Please show every line in the listing below that contains the word "forest", copying each line in full.

Recorded data:
....

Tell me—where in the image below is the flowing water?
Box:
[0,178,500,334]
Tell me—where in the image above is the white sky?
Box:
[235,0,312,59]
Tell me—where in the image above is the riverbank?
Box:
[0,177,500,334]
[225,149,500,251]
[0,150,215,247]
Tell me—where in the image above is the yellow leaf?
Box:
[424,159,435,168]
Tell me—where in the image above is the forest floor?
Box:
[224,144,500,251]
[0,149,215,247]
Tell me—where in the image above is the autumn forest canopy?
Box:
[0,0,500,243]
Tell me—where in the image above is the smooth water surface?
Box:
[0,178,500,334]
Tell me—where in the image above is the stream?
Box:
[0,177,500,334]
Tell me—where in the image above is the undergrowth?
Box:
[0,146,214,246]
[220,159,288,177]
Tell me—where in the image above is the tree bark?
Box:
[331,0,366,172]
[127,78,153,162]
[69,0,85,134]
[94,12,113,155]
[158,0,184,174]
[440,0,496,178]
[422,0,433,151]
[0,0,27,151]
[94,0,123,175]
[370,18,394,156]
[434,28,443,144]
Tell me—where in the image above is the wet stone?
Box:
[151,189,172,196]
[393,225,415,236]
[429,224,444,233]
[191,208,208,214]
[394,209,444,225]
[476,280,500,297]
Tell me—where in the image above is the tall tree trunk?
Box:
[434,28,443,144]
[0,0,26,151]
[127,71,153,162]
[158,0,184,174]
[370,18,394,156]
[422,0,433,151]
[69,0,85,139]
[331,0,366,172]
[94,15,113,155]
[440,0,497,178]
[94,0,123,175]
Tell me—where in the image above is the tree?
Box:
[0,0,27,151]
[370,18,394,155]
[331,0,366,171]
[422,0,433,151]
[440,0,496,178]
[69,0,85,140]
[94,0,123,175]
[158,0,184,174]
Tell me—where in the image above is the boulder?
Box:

....

### [TASK ANSWER]
Tell me—where in the image above is the forest floor?
Tell me—where in the image above is the autumn forest canopy?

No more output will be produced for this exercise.